## Requirement 1
Could you edit the Troop silver article between "According to this" and "change of command.", inclusive, replacing "genesis" with "origin" and leaving everything else unchanged?
## Requirement 2
Will you resume the Troop silver article, picking up right after its last sentence?

Passage shown: Begin

By Jack Thomas Tomarchio
With the advent of the Troop Social season: Anniversary Dinner, Church Service, Debutante Ball
and the George Washington Dinner, the Troop silver will be on display again. Our collection of
silver, which resides in the safety of the Troop Silver Vault deep in the bowels of the Armory is
truly a delight to behold: goblets, punch bowls, loving cups and candelabras all in gleaming,
ornately carved brilliance. But how did our tiny organization come to acquire such an eclectic and
magnificent assemblage of silver? The story can be found in the Troop Archives in a nine page
single spaced typed document written on onion skin paper. While the author is unknown, it is
believed to be the work of Colonel William Innes Forbes, No. 989 who died in 1967.
According to this account, the genesis of the Troop silver came as a result of the Spanish American
War. Prior to the 1898 conflict, there were some silver pieces in the Armory, usually two handled
loving cups given by the Active Roll to departing Troop Captains upon their change of command.
For their part, the Troopers didn’t care about silver as long as the food was decent and the liquor
was plentiful at monthly dinners and on special occasions when the Troop dined together.

Passage shown: End
Extracted data: Begin

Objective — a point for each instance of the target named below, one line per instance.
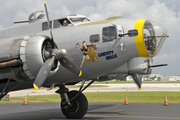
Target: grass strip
(106, 97)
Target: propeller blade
(49, 23)
(70, 66)
(138, 79)
(43, 73)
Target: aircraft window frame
(45, 25)
(94, 38)
(109, 34)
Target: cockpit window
(79, 20)
(45, 26)
(109, 33)
(154, 35)
(57, 24)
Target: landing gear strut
(74, 104)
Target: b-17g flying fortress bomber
(64, 51)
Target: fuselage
(103, 57)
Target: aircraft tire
(79, 106)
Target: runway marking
(132, 117)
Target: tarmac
(110, 88)
(96, 111)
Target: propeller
(138, 80)
(54, 54)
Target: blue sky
(166, 12)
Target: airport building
(157, 77)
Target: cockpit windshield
(154, 35)
(79, 20)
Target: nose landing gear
(78, 107)
(74, 104)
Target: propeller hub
(59, 53)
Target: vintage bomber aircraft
(65, 51)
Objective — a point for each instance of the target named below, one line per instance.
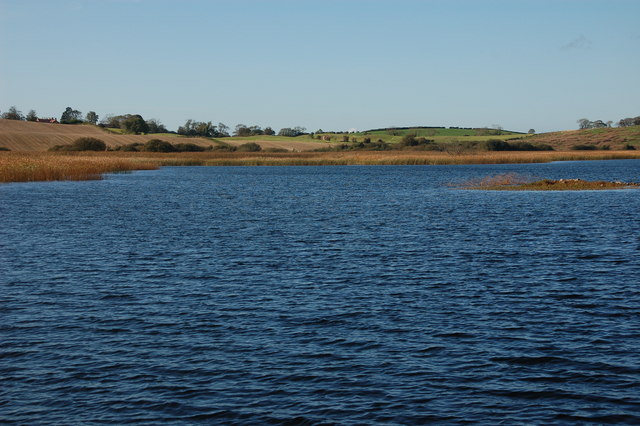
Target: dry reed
(20, 167)
(35, 166)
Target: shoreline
(18, 166)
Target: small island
(510, 183)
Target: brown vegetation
(31, 136)
(613, 138)
(15, 166)
(515, 182)
(21, 167)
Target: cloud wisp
(580, 43)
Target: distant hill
(30, 136)
(614, 138)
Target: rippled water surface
(320, 295)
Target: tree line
(585, 123)
(136, 124)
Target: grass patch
(516, 182)
(20, 167)
(43, 166)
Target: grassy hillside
(31, 136)
(613, 138)
(439, 134)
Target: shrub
(584, 147)
(224, 147)
(496, 145)
(188, 147)
(157, 145)
(88, 144)
(249, 147)
(132, 147)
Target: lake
(304, 295)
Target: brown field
(31, 136)
(28, 167)
(615, 138)
(34, 166)
(515, 182)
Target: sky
(325, 64)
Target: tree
(287, 131)
(242, 130)
(223, 130)
(155, 126)
(135, 124)
(71, 116)
(91, 117)
(157, 145)
(584, 123)
(13, 114)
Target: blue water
(304, 295)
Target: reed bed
(22, 167)
(40, 166)
(517, 182)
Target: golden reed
(42, 166)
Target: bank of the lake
(49, 166)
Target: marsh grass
(42, 166)
(20, 167)
(516, 182)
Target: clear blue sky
(330, 64)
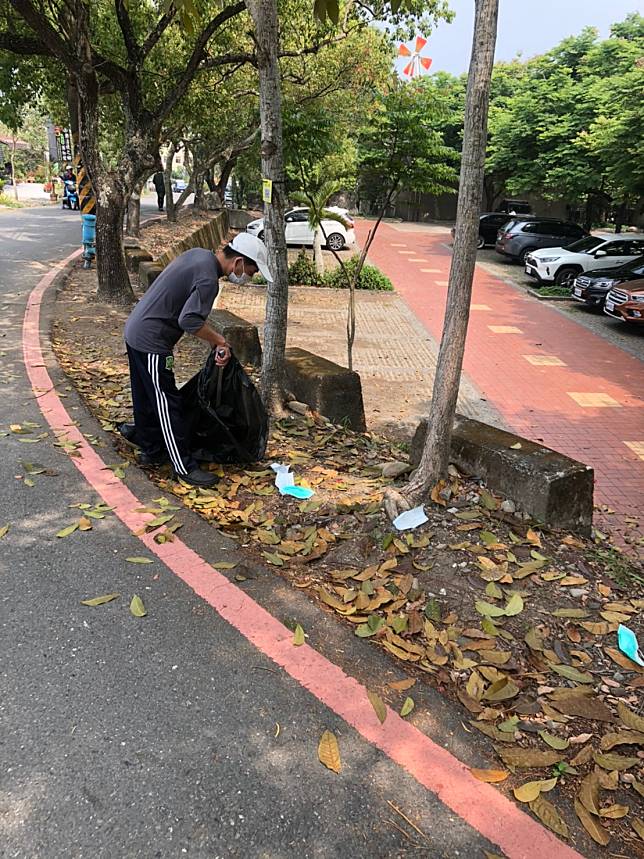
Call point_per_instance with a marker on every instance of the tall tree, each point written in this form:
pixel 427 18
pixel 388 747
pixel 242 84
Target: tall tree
pixel 435 457
pixel 267 40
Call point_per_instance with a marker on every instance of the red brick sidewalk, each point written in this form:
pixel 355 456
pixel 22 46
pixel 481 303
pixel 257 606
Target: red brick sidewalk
pixel 552 380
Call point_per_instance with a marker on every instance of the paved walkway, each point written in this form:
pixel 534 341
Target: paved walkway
pixel 194 730
pixel 552 380
pixel 394 354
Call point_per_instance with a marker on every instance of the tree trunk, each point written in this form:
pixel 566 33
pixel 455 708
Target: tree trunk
pixel 113 280
pixel 14 181
pixel 435 457
pixel 318 256
pixel 133 220
pixel 264 15
pixel 170 209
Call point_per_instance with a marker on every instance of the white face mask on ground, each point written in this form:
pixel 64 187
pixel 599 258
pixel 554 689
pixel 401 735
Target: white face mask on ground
pixel 239 278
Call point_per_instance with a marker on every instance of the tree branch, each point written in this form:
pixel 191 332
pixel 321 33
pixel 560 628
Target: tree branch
pixel 27 46
pixel 196 57
pixel 153 37
pixel 131 45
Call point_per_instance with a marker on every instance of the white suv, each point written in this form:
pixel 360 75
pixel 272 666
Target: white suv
pixel 298 231
pixel 562 265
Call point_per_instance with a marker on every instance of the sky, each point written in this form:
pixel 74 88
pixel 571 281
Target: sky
pixel 528 27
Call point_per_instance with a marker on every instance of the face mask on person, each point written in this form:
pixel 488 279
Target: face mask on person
pixel 239 278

Extracted data: End

## Your response 1
According to this account, the origin of the Troop silver came as a result of the Spanish American
War. Prior to the 1898 conflict, there were some silver pieces in the Armory, usually two handled
loving cups given by the Active Roll to departing Troop Captains upon their change of command.

## Your response 2
The Troop was called to active duty and ordered to Mt. Gretna on April 28, 1898, after being the
first militia unit to volunteer for service in the War with Spain. On July 29, 1898, the Troop
embarked for Puerto Rico from Newport News, Virginia. The Troop landed at Ponce, P.R. and its
area of operation was on the south side of the island between Ponce and Guyamas. The 1st Army
Corps to which the Troop was assigned received exceedingly poor rations, namely the so-called
“Alger Beef”, named after Secretary of War Russell A. Alger. “This beef was canned and from which
all the blood had been extracted, leaving a white slimy pulp. This pulp was supposed to be cooked
with vegetables to make it more palatable. The Troop called it “Dead Baby.” The rest of the food
was equally bad. Because of the poor rations that it was provided, the Troop’s members returned
to the United States in September 1898 emaciated, underweight and sick. Once landing in Hoboken,
the Troopers boarded a train for Philadelphia where they were met by cheering crowds and then,
mounting police horses, they rode to Horticultural Hall at 260 South Broad Street where the City
Fathers gave them a banquet.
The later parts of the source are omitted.